**WHAT YOU NEED TO DO**
(1) According to the pet column, why does teaching children to respect all living things matter? Answer in one to three sentences.
(2) Return the stretch of the pet column from "10 ways to be" through "have feelings, too.".

**TEXT SECTION**
+===+

Pet column: Celebrating 98 years of kindness
Ryan Summerlin May 2, 2013
For almost a century, “Be Kind to Animals” has been a basic learning and character building tool for children. Representing a movement to nurture kindness and compassion for a better world, “Be Kind to Animals” still rings true. Children taught to respect all living things are less likely to harm animals or other humans as adults, resulting in a basis for more peaceful coexistence. This year, Be Kind to Animals Week is celebrated May 5-11. Here are simple yet important activities to demonstrate empathy for those who depend on the kindness of others to survive — both pets and Tahoe wildlife.
10 ways to be kind to animals every day of the year
1. Spay or neuter your pets for their good health and to prevent surplus population. (It’s a bargain when divided by 15-18 years of loyal, long and loving companionship!)
2. Find your next best friend at a local animal shelter. Then include him or her as part of your every day activity. You are the center of your pet’s life. Animals have feelings, too.

+===+

**ENTRIES SUPPLIED**

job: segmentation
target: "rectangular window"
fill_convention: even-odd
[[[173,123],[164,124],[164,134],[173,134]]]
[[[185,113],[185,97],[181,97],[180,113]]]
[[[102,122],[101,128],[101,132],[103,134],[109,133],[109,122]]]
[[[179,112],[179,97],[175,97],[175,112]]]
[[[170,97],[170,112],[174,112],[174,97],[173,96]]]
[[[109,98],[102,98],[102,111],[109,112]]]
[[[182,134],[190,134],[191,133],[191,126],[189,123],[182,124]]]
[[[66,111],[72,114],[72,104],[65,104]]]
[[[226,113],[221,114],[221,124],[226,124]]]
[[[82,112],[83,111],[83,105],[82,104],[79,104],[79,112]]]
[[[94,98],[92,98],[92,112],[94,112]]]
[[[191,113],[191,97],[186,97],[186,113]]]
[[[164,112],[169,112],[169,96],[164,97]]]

+===+

**EXPECTED RESULTS**
(1) Children taught to respect all living things are less likely to harm animals or other humans as adults. This provides a basis for more peaceful coexistence.

(2)
10 ways to be kind to animals every day of the year
1. Spay or neuter your pets for their good health and to prevent surplus population. (It’s a bargain when divided by 15-18 years of loyal, long and loving companionship!)
2. Find your next best friend at a local animal shelter. Then include him or her as part of your every day activity. You are the center of your pet’s life. Animals have feelings, too.